- **REQUEST 1**: Echo the passage of the forum thread below that opens with the words "First of all" and closes with "no injury report.", copying it word for word.

- **TEXT SECTION**:

So easy to say, you make it sound like Rogerio and Arona suck, they are top 205lbers...wow they lost a fight...ooohhhh ahhhhhh 

What i want to know is, do you honestly believe Soko would win rematches? 

Rogerio just got caught, it happens. Arona while being the biggest excuse making mofo in the game, i will defend him this time. He was sick with "Dengue" and you could tell he was not 100%. Hos shot on Soko was seriously weak for him, i mean for gods sake he shot on Henderson and they bounced off the ropes and damn near landed on the other side of the ring.

----------


## BG

> big guns.. it shall say..im on odix's nuts. cool ?


Ya they should go for that, how about Odix's nuthugger? Or Huggin Odix's nuts.

----------


## testisbest

> So easy to say, *you make it sound like Rogerio and Arona suck, they are top 205lbers...wow they lost a fight...ooohhhh ahhhhhh* 
> 
> What i want to know is, do you honestly believe Soko would win rematches? 
> 
> Rogerio just got caught, it happens. Arona while being the biggest excuse making mofo in the game, i will defend him this time. He was sick with "Dengue" and you could tell he was not 100%. Hos shot on Soko was seriously weak for him, i mean for gods sake he shot on Henderson and they bounced off the ropes and damn near landed on the other side of the ring.



Read what I posted. I clearly said that they were in Pride's top 5 MW. I don't know if Soko would win rematches, just like I don't know if Gonzaga would beat Cro Cop again. Don't make excuses for Arona not being 100% because Chuck wasn't 100% against Rampage but you don't give him a chance to win the rematch.

----------


## Hunter

> Read what I posted. I clearly said that they were in Pride's top 5 MW. I don't know if Soko would win rematches, just like I don't know if Gonzaga would beat Cro Cop again. *Don't make excuses for Arona not being 100% because Chuck wasn't 100% against Rampage but you don't give him a chance to win the rematch*.



First of all chucks came from chucks camp he was injured there was no official injury report i.e like penn and his ribs during the matt hughes rematch. Now Arona pulled out of adcc becouse of how bad the dengue was and it was also documented by sherdog. its not an excuse, Chuck has no proof he was injured and why was there no injury report.

Labeled-object pointing entries
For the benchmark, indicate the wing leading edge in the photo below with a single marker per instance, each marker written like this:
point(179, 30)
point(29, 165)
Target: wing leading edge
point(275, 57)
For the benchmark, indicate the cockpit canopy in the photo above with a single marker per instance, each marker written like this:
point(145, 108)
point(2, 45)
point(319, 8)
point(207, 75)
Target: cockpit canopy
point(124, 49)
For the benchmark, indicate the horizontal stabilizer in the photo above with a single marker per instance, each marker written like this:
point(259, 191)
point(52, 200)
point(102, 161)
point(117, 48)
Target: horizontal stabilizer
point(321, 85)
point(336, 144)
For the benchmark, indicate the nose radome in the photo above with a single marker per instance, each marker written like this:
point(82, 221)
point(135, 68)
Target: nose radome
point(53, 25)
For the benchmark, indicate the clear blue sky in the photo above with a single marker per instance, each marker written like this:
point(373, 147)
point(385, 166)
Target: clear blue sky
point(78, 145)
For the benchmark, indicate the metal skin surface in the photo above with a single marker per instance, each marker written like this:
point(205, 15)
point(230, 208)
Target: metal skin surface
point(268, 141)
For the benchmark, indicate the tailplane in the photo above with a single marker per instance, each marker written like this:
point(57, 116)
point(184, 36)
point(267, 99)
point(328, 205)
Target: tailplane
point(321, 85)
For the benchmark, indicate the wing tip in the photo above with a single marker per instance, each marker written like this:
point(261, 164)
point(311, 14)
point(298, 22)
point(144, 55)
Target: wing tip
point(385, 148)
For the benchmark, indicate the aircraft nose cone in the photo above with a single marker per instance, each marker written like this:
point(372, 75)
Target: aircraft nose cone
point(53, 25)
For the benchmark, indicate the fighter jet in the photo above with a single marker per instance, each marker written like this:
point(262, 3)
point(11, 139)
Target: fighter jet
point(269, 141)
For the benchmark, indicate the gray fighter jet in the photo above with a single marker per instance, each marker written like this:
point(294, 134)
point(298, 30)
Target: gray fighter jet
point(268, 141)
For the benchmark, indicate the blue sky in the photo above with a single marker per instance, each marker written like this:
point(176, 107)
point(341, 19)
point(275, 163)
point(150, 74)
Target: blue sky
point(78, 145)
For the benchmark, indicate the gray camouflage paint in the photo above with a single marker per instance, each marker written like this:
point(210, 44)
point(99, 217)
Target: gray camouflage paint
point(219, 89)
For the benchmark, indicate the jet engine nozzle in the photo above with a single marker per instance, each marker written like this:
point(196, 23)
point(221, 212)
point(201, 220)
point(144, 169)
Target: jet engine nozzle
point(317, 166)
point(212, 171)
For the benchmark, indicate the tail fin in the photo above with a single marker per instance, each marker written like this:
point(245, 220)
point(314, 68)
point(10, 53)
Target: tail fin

- **REQUEST 2**: Duplicate the lines of the records above that run from the line containing "For the benchmark, indicate the wing tip" through the line containing "point(269, 141)", including both of those lines.

- **WRITTEN REPLY 1**:
First of all chucks came from chucks camp he was injured there was no official injury report i.e like penn and his ribs during the matt hughes rematch. Now Arona pulled out of adcc becouse of how bad the dengue was and it was also documented by sherdog. its not an excuse, Chuck has no proof he was injured and why was there no injury report.

- **WRITTEN REPLY 2**:
For the benchmark, indicate the wing tip in the photo above with a single marker per instance, each marker written like this:
point(261, 164)
point(311, 14)
point(298, 22)
point(144, 55)
Target: wing tip
point(385, 148)
For the benchmark, indicate the aircraft nose cone in the photo above with a single marker per instance, each marker written like this:
point(372, 75)
Target: aircraft nose cone
point(53, 25)
For the benchmark, indicate the fighter jet in the photo above with a single marker per instance, each marker written like this:
point(262, 3)
point(11, 139)
Target: fighter jet
point(269, 141)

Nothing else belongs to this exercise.